▸ **Task prompt**: In the text on basal ganglia disorders, which chromosome carries the gene for the protein huntingtin?

** Opening Text block **

Although most patients with Parkinson’s disease are best treated with drugs, surgical approaches have been undertaken in advanced disease. Initially this took the form of lesions of the GPi (pallidotomy) but more recently the insertion of electrodes for deep-brain stimulation especially into the STN. This latter approach may work by generating a temporary lesion, possibly by inducing a conduction blocks, although this is not proven.

An alternative surgical approach is the implantation of dopamine-rich tissue into the striatum to replace and possibly
restore the damaged nigrostriatal pathway. The efficacy of this approach is still debatable, as is the use of growth factors such as glial cell line derived neurotrophic factor (GDNF).

Huntington’s disease

Huntington’s disease is an inherited autosomal dominant disorder associated with a trinucleotide expansion in the gene coding for the protein huntingtin on chromosome 4, and as such affected individuals can be diagnosed with certainty using a simple genetic test on the blood.

The disease presents typically in mid-life with a progressive dementia and abnormal movements which usually take the form of chorea – rapid dance-like movements. This type of movement is described as being hyperkinetic in nature, unlike the hypokinetic deficits seen in Parkinson’s disease, and reflects the fact that the primary pathology is the loss of the output neurones of the striatum. This results in relative inhibition of the STN and thus reduced inhibitory outflow from the GPi and SNr, which leads to the cortical motor areas being overactivated, generating an excess of movements.

Treatment of the movement disorder in Huntington’s disease is designed to reduce the level of dopaminergic stimulation within the basal ganglia. However, there are no treatments for the cognitive deficits in Huntington’s disease, although mood disturbances in this condition often do respond to drugs such as antidepressants
.

Other disorders of the basal ganglia

  • Another example of a hyperkinetic movement disorder is hemiballismus, which is the rapid flailing movements of the limbs contralateral to damage to the STN.
  • A number of other conditions can affect the basal ganglia including Wilson’s disease (an autosomal recessive condition associated with copper deposition); Sydenham’s chorea (a sequela of rheumatic fever); defects in mitochondrial function (mitochondrial cytopathies); a number of toxins (e.g. carbon monoxide and manganese); and choreoathetoid cerebral palsy (athetosis is defined as an abnormal involuntary slow writhing
    movement).
  • The spectrum of movement disorders seen with these diseases is variable because the damage is rarely confined to one structure so patients may exhibit either parkinsonism, chorea and ballismus, or dystonia, where a limb is held in an abnormal fixed posture.
  • Many of these conditions, including Parkinson’s disease and Huntington’s disease, have a cognitive impairment – if not frank dementia – and while this relates to additional damage in the cerebral cortex, there is increasing evidence that it may in part be as a direct result of basal ganglia damage. In this respect the ventral extension of the basal ganglia may be important.
  • The basal ganglia have a major role in the control of eye movements and so many patients with diseases of the basal ganglia have abnormal eye movements, which may be helpful in establishing their clinical diagnosis.

Did you know?

Patients with severe Parkinson’s disease can suddenly move normally when faced by life-threatening situations by using a different motor strategy that bypasses the basal ganglia.

** Closing Text block **
** Opening Data section block **

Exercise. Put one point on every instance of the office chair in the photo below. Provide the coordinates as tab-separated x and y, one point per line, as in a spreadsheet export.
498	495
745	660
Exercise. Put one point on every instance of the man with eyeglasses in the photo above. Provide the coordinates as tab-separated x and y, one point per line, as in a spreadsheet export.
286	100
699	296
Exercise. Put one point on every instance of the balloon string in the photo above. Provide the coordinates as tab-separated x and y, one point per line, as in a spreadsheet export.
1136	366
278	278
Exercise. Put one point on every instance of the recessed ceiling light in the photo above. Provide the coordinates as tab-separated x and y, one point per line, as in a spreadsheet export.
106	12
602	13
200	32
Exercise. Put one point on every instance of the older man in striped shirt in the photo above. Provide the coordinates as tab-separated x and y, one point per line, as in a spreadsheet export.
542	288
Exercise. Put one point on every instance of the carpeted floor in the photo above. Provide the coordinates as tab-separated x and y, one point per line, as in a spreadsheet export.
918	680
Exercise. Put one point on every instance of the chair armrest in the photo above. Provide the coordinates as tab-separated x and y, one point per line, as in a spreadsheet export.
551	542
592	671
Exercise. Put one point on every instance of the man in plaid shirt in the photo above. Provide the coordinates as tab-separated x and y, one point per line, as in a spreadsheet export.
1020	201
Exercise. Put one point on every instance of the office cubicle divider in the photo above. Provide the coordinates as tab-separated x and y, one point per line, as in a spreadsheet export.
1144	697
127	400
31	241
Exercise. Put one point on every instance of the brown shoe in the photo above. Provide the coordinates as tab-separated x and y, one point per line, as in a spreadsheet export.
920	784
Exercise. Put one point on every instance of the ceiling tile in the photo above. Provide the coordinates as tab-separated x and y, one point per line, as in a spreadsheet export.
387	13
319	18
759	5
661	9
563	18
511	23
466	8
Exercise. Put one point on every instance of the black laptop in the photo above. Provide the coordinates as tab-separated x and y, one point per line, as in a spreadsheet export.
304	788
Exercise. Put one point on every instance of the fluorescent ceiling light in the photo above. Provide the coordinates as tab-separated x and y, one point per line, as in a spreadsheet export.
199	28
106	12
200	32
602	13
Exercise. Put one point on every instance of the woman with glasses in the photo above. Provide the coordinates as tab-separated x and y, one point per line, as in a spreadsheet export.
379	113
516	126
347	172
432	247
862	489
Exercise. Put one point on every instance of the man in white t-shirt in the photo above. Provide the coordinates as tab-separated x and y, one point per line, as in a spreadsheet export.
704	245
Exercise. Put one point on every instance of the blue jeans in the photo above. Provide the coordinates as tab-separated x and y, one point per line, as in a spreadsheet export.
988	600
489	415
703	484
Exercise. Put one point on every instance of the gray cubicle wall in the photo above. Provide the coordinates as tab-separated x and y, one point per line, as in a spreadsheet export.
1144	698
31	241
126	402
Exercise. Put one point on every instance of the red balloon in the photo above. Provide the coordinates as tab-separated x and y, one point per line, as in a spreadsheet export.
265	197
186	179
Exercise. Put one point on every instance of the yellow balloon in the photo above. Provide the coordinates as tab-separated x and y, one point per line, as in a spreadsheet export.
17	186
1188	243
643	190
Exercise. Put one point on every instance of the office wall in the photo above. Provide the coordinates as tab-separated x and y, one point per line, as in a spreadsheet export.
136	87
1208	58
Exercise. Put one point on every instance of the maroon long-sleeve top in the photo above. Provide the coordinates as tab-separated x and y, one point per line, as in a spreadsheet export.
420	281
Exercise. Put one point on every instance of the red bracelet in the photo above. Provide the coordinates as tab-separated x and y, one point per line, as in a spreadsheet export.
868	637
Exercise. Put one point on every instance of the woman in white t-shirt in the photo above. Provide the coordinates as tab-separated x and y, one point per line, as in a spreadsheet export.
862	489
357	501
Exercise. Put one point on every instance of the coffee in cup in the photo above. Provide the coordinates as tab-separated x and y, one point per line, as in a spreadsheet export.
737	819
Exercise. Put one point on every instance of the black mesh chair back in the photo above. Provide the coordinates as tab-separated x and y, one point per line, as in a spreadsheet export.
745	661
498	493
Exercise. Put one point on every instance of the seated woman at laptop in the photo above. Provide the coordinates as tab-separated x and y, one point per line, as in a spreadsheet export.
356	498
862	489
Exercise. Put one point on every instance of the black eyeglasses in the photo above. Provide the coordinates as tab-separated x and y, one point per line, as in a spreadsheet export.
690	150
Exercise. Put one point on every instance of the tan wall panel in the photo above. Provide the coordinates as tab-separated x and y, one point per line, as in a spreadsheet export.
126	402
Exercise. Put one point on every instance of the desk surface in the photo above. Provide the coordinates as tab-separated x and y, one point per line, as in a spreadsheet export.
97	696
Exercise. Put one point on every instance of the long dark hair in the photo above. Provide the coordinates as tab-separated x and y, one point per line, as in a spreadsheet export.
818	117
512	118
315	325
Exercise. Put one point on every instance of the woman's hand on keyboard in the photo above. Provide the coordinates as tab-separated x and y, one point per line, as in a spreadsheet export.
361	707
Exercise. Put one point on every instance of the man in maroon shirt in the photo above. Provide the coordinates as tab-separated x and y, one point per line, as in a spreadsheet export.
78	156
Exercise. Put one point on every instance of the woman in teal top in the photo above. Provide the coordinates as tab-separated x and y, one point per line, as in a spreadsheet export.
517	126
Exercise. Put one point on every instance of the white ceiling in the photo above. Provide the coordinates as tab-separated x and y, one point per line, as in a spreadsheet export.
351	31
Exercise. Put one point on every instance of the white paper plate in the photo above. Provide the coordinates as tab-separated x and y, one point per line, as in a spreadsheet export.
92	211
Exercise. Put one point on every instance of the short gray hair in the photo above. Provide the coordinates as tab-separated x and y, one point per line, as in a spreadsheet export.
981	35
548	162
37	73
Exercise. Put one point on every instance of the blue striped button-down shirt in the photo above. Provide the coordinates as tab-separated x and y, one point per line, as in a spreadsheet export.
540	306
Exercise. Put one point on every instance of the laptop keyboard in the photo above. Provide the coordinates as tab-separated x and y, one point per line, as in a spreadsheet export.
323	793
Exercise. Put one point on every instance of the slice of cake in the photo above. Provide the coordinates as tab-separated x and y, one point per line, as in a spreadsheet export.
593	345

** Closing Data section block **

▸ **Answer space**: Chromosome 4